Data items

============

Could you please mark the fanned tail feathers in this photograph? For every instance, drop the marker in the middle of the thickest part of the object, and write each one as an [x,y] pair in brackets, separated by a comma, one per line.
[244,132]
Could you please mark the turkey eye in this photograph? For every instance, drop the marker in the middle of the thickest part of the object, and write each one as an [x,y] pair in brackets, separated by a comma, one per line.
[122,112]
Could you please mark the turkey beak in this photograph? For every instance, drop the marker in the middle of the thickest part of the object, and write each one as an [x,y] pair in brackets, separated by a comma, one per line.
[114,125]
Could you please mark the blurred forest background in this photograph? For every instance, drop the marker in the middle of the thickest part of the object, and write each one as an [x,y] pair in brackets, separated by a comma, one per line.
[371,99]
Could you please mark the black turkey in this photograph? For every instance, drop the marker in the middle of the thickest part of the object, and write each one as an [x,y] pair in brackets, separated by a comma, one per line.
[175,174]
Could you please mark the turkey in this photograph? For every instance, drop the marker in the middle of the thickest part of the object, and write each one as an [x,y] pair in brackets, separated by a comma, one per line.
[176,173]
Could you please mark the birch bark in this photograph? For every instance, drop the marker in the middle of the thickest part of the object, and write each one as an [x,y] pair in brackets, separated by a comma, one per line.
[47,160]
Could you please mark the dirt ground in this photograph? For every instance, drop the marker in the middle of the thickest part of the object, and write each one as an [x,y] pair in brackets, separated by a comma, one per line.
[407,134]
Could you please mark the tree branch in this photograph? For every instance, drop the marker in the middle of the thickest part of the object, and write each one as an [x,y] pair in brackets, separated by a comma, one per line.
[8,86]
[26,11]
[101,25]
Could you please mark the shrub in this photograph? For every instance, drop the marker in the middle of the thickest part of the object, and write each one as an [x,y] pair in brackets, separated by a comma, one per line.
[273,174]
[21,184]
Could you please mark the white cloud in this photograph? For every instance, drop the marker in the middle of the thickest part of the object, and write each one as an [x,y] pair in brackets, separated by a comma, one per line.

============

Duplicate the records from the line containing "Could you please mark the shrub" up to and including the final line of the records, reproducing each line without any change.

Output ->
Could you please mark the shrub in this photograph? For every instance, drop the marker in the middle of the thickest part of the object, and write each one as an [x,y] pair in brackets, separated by a comma, one per line.
[273,174]
[21,184]
Could you please mark the white cloud in this photograph? For every instance, drop the marker in the middle of the thickest part of the object, and write each one as an [x,y] pair in brackets, separated by a comma, one per line.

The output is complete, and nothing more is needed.